→ QUESTIONS TO ANSWER:
1 > From the article on the Duncan family's gift, extract the part from "Williams says the" to "on the subjects.", copying it word for word.
2 > Answer these questions using the article on the Duncan family's gift:
(a) How old is Randa Duncan Williams' son?
(b) How much money did Williams and her family give to the CLI?
(c) Who is the president of the health science center?

→ EXERCISE PASSAGE:
========================
On a recent trip to a local fast-food restaurant, Randa Duncan Williams' 6-year-old son read the menu to her. This seemingly mundane task was a proud milestone for both mother and son, demonstrating that weeks of tutoring have helped the first-grader cope with his dyslexia and improve his reading skills.
"It doesn't sound like a big deal to be able to read the McDonald's menu, but it was a big deal for us. He's excited, and we're excited," Williams says. "It's not fun to see your 6-year-old upset and depressed because he's having trouble reading. He's a lot more confident now. He's succeeding in something that he does the majority of his day."
Williams found help for her son through The Children's Learning Institute (CLI) at The University of Texas Health Science Center at Houston. She and her family have since chosen to give $10 million to the CLI to fund a clinic designed to research and address a wide range of learning disorders in children.
"We are profoundly grateful to the Duncan family for this generous donation to establish a neurodevelopment clinic devoted to the important work of finding better ways to help children with learning disorders excel in school," says James Willerson, M.D., health science center president.
Williams says the decision to help establish the clinic was "an easy choice because we're dealing with our children, our future. My family has been very blessed in a lot of ways, and we want to help other families get the resources they need without going through what we did to find them," she says.
When Williams' son was first diagnosed with an attention disorder, then dyslexia, she began reading everything she could find on the subjects.
"I started researching learning disorders, and there isn't a really easy way to go through all the information on the Internet," Williams recalls.
========================
Data pulled from a collection:

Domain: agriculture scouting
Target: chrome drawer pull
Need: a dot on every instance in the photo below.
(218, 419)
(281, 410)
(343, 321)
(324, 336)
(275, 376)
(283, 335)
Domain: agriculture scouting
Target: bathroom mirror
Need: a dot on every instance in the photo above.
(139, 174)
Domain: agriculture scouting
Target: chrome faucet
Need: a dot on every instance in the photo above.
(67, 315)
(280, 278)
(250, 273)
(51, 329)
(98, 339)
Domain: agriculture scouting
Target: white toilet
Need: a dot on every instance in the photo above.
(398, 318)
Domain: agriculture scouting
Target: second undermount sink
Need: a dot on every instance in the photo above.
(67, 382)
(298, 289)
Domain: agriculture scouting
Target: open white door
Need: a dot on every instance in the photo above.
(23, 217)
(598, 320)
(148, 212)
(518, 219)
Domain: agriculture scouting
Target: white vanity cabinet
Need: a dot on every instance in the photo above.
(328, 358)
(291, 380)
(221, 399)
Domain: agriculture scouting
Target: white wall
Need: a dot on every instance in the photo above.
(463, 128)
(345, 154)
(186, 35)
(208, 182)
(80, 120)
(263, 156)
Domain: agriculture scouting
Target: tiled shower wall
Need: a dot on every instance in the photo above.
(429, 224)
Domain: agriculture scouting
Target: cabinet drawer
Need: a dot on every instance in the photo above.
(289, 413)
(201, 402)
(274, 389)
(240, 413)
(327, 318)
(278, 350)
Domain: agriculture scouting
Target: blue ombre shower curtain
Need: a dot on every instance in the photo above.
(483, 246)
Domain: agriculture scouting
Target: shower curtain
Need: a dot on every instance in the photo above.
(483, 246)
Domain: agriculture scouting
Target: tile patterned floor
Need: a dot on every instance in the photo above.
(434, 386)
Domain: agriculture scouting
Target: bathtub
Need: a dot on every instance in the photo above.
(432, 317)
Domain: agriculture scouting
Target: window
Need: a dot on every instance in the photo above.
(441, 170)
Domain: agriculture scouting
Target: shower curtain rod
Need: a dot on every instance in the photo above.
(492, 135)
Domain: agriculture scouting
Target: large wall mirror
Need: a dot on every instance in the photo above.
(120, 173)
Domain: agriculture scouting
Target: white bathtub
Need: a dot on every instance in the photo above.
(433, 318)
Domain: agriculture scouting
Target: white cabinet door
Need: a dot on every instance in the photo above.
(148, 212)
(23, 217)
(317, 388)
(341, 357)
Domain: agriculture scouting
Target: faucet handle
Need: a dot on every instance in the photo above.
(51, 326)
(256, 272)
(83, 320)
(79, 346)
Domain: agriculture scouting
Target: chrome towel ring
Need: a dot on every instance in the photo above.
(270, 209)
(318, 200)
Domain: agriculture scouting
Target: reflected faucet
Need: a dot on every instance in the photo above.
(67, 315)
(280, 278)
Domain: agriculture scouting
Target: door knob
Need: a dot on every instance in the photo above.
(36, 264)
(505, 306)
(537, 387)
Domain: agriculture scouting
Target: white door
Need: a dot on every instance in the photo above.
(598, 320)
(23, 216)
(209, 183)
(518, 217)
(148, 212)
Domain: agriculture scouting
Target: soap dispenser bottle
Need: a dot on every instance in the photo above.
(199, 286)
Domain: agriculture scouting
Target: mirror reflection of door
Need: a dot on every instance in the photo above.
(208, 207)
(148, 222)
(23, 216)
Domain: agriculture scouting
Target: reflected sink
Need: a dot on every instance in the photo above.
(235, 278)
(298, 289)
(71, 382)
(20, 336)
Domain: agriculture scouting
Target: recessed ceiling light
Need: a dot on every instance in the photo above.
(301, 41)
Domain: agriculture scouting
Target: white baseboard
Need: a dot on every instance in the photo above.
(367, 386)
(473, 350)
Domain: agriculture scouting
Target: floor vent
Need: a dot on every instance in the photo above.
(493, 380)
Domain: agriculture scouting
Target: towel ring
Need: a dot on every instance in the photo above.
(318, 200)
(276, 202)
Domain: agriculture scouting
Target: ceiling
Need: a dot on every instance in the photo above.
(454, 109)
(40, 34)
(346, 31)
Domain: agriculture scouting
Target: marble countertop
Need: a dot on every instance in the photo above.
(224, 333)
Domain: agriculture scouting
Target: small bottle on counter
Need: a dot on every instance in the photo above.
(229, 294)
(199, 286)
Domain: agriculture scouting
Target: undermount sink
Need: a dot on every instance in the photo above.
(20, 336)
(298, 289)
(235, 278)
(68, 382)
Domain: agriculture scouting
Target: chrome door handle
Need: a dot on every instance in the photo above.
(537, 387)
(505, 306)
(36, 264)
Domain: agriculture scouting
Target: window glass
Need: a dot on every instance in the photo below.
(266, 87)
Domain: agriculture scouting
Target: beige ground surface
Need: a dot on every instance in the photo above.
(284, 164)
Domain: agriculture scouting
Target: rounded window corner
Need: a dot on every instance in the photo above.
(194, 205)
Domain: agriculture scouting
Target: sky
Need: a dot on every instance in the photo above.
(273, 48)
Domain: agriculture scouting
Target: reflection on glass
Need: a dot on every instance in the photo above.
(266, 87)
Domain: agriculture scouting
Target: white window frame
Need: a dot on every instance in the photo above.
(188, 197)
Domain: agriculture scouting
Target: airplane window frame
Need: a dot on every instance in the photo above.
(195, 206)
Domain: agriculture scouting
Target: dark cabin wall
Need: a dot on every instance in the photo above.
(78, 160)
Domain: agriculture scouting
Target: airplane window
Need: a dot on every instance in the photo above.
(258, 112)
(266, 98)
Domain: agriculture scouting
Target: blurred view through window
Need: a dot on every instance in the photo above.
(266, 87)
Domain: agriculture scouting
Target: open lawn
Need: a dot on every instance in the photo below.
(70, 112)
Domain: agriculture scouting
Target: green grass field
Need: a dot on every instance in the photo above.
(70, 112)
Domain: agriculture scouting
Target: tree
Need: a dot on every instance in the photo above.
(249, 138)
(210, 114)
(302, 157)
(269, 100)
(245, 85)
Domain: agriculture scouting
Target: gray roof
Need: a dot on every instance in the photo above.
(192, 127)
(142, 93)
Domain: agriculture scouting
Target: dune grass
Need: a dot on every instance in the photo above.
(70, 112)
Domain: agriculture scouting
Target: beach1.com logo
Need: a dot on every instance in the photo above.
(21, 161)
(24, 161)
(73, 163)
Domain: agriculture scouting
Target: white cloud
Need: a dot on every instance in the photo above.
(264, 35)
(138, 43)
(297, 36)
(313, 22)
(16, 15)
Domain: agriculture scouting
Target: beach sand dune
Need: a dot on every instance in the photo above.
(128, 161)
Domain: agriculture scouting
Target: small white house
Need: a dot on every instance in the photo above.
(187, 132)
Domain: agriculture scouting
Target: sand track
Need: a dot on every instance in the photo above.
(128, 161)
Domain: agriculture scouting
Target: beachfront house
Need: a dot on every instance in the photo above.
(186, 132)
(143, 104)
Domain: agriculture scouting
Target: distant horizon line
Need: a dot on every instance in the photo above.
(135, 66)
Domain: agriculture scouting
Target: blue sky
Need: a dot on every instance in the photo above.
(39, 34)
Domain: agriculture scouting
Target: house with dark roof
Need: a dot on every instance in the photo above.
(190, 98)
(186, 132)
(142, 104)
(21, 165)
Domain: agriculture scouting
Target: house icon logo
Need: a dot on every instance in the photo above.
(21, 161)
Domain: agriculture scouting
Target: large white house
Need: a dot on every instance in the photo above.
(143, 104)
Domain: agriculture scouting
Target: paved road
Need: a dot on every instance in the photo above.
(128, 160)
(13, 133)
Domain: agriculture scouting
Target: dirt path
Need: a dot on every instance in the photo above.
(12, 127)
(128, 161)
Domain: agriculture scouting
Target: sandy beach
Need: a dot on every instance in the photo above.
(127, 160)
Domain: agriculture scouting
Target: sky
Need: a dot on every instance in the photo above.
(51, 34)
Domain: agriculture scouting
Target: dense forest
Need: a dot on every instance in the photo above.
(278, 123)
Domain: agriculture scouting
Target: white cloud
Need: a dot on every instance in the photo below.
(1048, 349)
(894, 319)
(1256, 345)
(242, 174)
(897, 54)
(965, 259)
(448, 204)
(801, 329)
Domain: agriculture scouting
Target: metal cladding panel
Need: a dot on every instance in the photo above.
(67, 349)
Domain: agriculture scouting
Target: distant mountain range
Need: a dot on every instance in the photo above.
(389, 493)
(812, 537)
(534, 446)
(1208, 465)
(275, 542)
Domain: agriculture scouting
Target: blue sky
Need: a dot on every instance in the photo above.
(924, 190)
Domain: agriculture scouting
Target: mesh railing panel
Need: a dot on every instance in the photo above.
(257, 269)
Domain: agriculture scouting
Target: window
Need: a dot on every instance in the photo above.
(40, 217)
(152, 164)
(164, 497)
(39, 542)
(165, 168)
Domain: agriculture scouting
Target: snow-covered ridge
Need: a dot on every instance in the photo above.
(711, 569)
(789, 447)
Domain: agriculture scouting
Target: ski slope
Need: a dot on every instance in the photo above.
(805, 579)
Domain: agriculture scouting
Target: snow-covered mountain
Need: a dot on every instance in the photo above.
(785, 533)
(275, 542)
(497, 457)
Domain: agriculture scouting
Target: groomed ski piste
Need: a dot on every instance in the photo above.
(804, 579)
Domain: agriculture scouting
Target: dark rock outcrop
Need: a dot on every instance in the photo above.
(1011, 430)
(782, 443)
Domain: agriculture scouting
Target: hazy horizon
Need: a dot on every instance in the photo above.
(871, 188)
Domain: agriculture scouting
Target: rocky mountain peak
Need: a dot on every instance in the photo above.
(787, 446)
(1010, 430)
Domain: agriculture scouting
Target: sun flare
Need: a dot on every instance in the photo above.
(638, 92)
========================
→ RESULTS OF THE TASKS:
1 >
Williams says the decision to help establish the clinic was "an easy choice because we're dealing with our children, our future. My family has been very blessed in a lot of ways, and we want to help other families get the resources they need without going through what we did to find them," she says.
When Williams' son was first diagnosed with an attention disorder, then dyslexia, she began reading everything she could find on the subjects.

2 >
(a) He is 6 years old.
(b) They gave $10 million.
(c) James Willerson, M.D.